TASK DETAILS> Copy out the rows below, from the one containing "Detect dense treeline" through the one containing "left=246, top=398, right=324, bottom=427", keeping the requests and shifting every answer coordinate by -103.

(Stored data)
------
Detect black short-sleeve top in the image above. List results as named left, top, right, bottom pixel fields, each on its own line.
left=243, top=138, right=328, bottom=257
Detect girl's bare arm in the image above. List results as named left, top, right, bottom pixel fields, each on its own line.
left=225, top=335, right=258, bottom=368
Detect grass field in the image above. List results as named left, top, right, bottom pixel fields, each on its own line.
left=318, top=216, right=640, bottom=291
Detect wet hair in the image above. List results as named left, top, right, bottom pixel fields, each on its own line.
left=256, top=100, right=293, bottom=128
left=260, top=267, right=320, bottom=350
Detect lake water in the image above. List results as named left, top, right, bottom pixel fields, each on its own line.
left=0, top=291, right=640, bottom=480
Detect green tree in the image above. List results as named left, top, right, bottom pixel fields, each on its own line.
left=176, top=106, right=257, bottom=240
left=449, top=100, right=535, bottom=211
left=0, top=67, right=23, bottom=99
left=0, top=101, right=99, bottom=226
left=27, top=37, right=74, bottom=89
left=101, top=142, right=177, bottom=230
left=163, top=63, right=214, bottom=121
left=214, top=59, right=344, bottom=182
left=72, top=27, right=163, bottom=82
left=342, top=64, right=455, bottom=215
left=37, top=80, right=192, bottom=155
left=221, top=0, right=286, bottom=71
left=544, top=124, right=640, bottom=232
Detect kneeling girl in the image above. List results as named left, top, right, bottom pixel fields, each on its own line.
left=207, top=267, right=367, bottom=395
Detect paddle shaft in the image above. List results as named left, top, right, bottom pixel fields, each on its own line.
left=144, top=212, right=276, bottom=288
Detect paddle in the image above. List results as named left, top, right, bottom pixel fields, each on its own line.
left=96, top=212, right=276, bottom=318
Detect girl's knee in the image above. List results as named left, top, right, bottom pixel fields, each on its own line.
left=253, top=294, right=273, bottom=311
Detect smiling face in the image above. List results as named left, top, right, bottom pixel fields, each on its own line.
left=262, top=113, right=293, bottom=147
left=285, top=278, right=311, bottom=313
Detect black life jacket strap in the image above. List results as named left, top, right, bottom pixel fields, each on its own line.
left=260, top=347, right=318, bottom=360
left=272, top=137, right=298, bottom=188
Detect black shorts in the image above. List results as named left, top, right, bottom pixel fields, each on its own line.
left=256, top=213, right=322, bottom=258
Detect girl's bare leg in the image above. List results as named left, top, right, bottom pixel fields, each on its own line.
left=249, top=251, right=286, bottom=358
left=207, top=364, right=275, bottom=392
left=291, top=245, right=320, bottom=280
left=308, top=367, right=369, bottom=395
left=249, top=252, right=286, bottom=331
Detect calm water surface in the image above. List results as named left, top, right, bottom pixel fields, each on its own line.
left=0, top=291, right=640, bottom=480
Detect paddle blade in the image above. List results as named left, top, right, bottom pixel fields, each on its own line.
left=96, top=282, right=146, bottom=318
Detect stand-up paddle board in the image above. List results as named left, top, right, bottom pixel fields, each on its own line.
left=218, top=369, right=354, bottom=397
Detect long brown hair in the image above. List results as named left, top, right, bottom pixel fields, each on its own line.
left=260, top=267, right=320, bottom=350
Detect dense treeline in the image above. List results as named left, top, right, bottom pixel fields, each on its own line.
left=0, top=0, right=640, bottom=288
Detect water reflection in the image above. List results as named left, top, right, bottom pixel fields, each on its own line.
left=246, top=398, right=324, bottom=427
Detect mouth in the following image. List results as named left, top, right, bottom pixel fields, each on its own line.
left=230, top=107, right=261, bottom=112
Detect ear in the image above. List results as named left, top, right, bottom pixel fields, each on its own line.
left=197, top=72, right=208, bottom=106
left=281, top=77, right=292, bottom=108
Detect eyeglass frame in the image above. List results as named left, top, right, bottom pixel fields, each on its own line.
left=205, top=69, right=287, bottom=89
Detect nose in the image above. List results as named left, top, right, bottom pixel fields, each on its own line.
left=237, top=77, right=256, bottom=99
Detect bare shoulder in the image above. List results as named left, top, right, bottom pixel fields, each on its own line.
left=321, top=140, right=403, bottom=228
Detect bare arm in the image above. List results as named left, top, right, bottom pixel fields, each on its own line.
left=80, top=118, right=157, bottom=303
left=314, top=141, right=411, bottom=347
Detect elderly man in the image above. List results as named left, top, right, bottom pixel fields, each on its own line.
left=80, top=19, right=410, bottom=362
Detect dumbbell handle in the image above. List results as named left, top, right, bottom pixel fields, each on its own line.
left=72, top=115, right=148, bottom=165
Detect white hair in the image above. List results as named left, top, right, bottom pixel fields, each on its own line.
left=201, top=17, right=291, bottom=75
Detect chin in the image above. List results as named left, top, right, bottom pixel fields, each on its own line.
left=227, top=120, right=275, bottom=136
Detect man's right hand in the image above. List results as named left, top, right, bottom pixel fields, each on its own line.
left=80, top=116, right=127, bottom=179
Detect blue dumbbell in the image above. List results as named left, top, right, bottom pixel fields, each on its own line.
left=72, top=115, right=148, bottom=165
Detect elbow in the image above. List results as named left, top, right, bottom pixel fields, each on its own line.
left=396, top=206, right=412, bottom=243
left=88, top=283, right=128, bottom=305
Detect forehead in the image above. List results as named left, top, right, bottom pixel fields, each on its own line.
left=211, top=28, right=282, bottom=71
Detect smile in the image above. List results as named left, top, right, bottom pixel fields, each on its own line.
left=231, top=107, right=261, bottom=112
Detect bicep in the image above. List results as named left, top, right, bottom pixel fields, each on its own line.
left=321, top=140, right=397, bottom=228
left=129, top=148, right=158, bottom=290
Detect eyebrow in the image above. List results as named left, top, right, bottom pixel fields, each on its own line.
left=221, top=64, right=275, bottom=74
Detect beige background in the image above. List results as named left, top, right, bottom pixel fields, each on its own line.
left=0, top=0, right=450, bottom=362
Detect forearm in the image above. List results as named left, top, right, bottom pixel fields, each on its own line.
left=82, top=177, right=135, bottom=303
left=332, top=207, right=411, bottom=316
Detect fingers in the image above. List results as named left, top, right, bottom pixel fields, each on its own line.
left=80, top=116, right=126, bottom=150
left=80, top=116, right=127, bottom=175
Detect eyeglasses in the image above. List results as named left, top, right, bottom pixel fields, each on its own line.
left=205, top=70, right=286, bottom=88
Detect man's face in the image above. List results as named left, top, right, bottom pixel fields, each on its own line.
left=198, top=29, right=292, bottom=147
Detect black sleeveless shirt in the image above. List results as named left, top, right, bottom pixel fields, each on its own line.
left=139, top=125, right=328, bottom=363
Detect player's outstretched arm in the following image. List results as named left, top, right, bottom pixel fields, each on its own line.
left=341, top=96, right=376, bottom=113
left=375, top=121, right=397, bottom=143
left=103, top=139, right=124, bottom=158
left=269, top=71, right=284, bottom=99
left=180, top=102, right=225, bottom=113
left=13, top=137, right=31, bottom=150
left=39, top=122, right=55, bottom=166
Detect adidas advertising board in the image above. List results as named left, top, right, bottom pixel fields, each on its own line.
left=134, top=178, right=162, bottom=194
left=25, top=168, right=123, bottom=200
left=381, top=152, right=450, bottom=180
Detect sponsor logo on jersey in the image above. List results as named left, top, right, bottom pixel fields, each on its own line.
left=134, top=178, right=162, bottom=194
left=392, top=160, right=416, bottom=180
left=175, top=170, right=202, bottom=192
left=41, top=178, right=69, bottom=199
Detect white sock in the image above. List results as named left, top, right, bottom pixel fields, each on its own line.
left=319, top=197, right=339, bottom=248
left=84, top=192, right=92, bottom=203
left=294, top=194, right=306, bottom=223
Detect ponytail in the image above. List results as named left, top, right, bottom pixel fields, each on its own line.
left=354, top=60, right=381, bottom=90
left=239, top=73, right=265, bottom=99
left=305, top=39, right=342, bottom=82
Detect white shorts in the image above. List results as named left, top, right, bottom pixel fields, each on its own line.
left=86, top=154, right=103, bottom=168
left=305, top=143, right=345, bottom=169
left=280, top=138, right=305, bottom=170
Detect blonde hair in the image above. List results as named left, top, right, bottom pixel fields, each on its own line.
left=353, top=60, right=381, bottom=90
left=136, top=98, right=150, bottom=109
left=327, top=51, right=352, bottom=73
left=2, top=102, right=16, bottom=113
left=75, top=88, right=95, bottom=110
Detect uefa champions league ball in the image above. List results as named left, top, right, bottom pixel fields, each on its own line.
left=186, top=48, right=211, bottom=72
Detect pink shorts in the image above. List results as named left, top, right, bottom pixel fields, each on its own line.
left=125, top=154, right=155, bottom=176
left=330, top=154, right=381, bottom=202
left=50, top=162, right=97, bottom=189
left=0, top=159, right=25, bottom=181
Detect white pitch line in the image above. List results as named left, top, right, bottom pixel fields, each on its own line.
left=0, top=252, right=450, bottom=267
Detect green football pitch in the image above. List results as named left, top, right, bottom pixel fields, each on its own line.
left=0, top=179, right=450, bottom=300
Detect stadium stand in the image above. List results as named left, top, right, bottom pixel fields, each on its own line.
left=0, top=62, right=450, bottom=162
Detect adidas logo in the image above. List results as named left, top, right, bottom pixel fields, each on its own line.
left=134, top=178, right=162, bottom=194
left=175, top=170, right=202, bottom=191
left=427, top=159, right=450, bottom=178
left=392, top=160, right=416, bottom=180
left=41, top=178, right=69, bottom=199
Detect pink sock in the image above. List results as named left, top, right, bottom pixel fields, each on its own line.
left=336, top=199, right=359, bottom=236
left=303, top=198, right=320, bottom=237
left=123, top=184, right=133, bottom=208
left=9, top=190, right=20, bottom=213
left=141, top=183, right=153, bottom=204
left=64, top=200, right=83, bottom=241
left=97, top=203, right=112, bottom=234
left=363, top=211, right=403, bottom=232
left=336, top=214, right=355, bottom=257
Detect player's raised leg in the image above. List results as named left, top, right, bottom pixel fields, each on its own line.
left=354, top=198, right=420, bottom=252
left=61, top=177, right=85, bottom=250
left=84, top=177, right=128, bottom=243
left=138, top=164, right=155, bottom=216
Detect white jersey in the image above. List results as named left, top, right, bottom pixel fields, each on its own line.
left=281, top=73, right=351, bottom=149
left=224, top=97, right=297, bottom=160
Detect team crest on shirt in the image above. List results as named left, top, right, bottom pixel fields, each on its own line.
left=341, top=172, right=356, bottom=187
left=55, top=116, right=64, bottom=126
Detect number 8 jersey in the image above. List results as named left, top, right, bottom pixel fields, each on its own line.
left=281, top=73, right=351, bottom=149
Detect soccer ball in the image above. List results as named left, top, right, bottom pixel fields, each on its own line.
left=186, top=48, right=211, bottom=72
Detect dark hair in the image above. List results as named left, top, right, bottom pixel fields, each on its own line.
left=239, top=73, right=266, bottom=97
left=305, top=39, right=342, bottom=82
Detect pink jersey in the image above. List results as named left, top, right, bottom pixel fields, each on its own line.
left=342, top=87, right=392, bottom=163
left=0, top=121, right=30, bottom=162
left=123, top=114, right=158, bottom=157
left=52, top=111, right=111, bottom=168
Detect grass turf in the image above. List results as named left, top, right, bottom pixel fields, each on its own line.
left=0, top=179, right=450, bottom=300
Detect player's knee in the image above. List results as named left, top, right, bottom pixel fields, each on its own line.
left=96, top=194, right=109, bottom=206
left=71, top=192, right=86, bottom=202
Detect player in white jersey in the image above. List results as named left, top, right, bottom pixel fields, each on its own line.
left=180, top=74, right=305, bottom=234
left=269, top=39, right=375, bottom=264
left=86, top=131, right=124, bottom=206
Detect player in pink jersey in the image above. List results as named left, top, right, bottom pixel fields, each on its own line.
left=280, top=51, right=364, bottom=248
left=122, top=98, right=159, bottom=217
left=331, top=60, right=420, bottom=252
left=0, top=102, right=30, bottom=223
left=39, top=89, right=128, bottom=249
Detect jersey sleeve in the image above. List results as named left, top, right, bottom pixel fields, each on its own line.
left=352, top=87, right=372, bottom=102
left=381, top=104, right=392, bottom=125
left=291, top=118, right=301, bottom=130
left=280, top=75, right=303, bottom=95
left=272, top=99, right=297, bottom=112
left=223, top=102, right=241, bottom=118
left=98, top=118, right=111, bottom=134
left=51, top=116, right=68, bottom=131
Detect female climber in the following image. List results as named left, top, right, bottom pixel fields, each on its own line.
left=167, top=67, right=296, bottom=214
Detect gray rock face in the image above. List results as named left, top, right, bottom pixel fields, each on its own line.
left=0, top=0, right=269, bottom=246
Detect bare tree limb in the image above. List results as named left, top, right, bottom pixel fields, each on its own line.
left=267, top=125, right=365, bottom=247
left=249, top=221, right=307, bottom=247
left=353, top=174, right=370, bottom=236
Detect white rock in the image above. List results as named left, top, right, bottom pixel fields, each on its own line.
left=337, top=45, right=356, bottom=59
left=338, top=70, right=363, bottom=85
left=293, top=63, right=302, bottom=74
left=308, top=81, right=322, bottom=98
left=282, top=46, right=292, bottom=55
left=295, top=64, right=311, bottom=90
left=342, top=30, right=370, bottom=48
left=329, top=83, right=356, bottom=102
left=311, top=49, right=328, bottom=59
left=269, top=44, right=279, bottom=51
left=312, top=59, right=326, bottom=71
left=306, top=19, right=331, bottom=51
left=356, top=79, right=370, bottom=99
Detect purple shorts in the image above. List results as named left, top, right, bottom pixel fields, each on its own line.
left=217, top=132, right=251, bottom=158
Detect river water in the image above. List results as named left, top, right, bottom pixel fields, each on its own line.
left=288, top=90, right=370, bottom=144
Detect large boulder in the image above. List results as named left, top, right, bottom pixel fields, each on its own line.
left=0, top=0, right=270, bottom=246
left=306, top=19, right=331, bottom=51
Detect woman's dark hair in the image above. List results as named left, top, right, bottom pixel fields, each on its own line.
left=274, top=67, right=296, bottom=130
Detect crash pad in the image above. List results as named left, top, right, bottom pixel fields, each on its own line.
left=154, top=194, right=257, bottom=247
------
REPLY>
Detect dense treeline in the image above. List results as named left, top, right, bottom pixel fields, each on its own line.
left=-103, top=-103, right=537, bottom=185
Detect water reflection in the image above. List results as named left, top, right, bottom pixel fields, each on its own line.
left=143, top=295, right=221, bottom=324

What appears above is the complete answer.